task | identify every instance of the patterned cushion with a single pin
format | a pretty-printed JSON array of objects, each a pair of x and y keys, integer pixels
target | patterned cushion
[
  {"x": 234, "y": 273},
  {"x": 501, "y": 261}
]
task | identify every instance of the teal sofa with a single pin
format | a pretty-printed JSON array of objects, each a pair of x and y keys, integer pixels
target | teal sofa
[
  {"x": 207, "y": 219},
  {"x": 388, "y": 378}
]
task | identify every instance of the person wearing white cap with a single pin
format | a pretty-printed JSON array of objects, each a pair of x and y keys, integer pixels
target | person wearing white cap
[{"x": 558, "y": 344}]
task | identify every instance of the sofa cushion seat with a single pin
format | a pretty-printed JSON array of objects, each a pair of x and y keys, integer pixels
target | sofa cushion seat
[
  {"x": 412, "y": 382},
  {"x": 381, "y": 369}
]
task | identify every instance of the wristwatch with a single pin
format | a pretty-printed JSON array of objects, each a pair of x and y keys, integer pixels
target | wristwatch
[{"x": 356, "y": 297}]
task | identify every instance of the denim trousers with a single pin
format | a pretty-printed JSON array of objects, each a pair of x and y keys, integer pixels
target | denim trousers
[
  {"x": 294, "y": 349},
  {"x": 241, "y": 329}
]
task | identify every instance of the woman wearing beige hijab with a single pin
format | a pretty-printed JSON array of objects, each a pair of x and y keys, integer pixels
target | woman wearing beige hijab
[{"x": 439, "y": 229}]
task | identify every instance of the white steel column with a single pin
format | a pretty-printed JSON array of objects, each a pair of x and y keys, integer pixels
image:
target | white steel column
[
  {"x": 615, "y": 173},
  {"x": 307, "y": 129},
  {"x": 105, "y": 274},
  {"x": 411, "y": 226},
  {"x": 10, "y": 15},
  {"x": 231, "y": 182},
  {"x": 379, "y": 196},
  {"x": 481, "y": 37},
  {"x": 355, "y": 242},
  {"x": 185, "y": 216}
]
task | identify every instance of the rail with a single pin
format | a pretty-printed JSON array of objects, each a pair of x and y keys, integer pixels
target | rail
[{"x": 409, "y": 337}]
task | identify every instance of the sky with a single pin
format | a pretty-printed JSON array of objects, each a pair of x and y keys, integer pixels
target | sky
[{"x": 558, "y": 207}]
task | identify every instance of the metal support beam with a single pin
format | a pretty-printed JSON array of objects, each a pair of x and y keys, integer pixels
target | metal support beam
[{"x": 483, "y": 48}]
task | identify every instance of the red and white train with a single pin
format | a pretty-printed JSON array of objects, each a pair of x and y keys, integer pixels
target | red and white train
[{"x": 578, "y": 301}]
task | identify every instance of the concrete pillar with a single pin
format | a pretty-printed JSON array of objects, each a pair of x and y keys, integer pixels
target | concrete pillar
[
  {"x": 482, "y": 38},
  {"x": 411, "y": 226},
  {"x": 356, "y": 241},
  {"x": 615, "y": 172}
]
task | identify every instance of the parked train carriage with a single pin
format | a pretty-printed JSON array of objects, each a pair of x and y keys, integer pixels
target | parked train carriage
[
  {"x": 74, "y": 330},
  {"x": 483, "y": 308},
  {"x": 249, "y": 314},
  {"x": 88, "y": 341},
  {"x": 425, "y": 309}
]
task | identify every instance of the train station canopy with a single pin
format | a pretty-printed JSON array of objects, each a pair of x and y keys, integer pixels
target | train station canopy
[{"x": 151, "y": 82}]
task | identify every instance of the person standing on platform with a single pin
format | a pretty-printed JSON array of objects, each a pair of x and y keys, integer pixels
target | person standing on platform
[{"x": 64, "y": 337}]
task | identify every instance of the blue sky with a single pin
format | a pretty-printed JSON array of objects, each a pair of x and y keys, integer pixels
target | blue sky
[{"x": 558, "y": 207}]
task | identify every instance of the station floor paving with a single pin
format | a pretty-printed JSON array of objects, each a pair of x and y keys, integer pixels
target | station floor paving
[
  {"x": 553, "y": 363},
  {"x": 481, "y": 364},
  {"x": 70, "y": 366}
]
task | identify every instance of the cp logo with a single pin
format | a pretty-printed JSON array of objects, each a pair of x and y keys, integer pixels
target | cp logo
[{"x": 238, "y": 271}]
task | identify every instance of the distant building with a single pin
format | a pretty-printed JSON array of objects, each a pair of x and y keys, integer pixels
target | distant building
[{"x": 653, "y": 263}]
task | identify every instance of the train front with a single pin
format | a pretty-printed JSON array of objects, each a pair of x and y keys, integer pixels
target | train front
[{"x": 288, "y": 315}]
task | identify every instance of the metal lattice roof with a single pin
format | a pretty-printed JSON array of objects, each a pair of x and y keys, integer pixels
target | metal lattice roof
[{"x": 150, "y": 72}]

## SHORT PROBLEM
Print the entire listing above again, reproducing every line without any change.

## TASK RESULT
task | identify every instance of the patterned cushion with a single pin
format | a pretty-printed JSON array of objects, each a pair of x and y keys, integer pixels
target | patterned cushion
[
  {"x": 234, "y": 273},
  {"x": 501, "y": 261}
]
task | identify every instance of the teal sofa with a single pin
format | a pretty-printed JSON array of objects, each a pair of x and y keys, integer pixels
target | teal sofa
[
  {"x": 207, "y": 219},
  {"x": 388, "y": 378}
]
task | identify every instance of the person wearing white cap with a single pin
format | a pretty-printed JSON array of objects, each a pair of x and y keys, integer pixels
target | person wearing white cap
[{"x": 558, "y": 344}]
task | identify every instance of the sofa cushion seat with a single pin
format | a pretty-printed JSON array of objects, each a pair of x and y keys, integer pixels
target | sofa cushion seat
[
  {"x": 412, "y": 382},
  {"x": 381, "y": 369}
]
task | identify every instance of the wristwatch with a single pin
format | a pretty-printed JSON array of objects, each a pair of x and y keys, integer pixels
target | wristwatch
[{"x": 356, "y": 297}]
task | identify every instance of the denim trousers with a single pin
format | a pretty-printed JSON array of objects, each a pair of x and y keys, integer pixels
target | denim trousers
[
  {"x": 294, "y": 349},
  {"x": 241, "y": 329}
]
task | identify every instance of the woman wearing beige hijab with a single pin
format | a pretty-printed JSON array of objects, each a pair of x and y keys, integer pixels
target | woman wearing beige hijab
[{"x": 439, "y": 229}]
task | identify every instance of the white steel column with a single pin
format | a pretty-printed JSON array of objects, each a pair of x and y keys, integer pixels
image:
target | white steel column
[
  {"x": 615, "y": 173},
  {"x": 307, "y": 129},
  {"x": 105, "y": 274},
  {"x": 411, "y": 226},
  {"x": 10, "y": 15},
  {"x": 231, "y": 182},
  {"x": 379, "y": 196},
  {"x": 481, "y": 37},
  {"x": 355, "y": 242},
  {"x": 185, "y": 216}
]
task | identify every instance of the rail with a single pin
format | a pretty-printed JSON array of objects, each a pair of x and y keys, integer pixels
target | rail
[{"x": 409, "y": 337}]
task | identify every instance of the sky with a single pin
format | a pretty-printed JSON array of objects, each a pair of x and y keys, integer pixels
target | sky
[{"x": 558, "y": 207}]
task | identify every instance of the metal support beam with a single pin
format | a pretty-printed JSON array of objects, each a pair of x and y keys, integer pixels
target | metal support beam
[{"x": 483, "y": 48}]
task | identify every instance of the red and white train with a single pin
format | a pretty-printed JSON array of objects, each a pair of x and y keys, integer pixels
target | red and white train
[{"x": 578, "y": 301}]
task | identify every instance of the concrete pillar with a single pin
format | a pretty-printed JSON array of objects, each a pair of x and y keys, integer pixels
target | concrete pillar
[
  {"x": 482, "y": 38},
  {"x": 411, "y": 226},
  {"x": 356, "y": 241},
  {"x": 615, "y": 172}
]
task | identify every instance of the parked train carriage with a single pin
format | a pretty-printed JSON array of objects, each a pair of x and y keys, integer pixels
target | parked train carriage
[
  {"x": 74, "y": 330},
  {"x": 483, "y": 308},
  {"x": 249, "y": 314},
  {"x": 88, "y": 341},
  {"x": 425, "y": 309}
]
task | identify every instance of the train station canopy with a single pin
format | a pretty-printed JSON array of objects, each a pair of x and y keys, integer pixels
target | train station canopy
[{"x": 151, "y": 82}]
task | identify every instance of the person standing on platform with a single pin
format | a pretty-printed JSON array of objects, each a pair of x and y keys, integer pixels
target | person standing on platform
[{"x": 64, "y": 337}]
task | identify every instance of the blue sky with a single pin
format | a pretty-printed JSON array of objects, each a pair of x and y keys, integer pixels
target | blue sky
[{"x": 558, "y": 207}]
task | identify every instance of the station floor paving with a single pin
format | a pretty-printed JSON array of objects, each a pair of x and y keys, integer pixels
target | station floor paving
[
  {"x": 553, "y": 363},
  {"x": 481, "y": 364},
  {"x": 70, "y": 366}
]
task | identify every instance of the cp logo with a single pin
format | a pretty-printed JSON array of objects, each a pair of x and y keys, integer pixels
target | cp logo
[{"x": 238, "y": 271}]
task | identify every instance of the distant building with a single pin
format | a pretty-printed JSON array of objects, each a pair of x and y keys, integer pixels
target | distant building
[{"x": 653, "y": 263}]
task | identify every instance of the train front with a single pin
format | a pretty-printed JSON array of objects, each a pair of x and y keys, integer pixels
target | train front
[{"x": 288, "y": 315}]
task | identify every instance of the metal lattice roof with a single pin
format | a pretty-printed JSON array of objects, each a pair of x and y keys, integer pixels
target | metal lattice roof
[{"x": 150, "y": 72}]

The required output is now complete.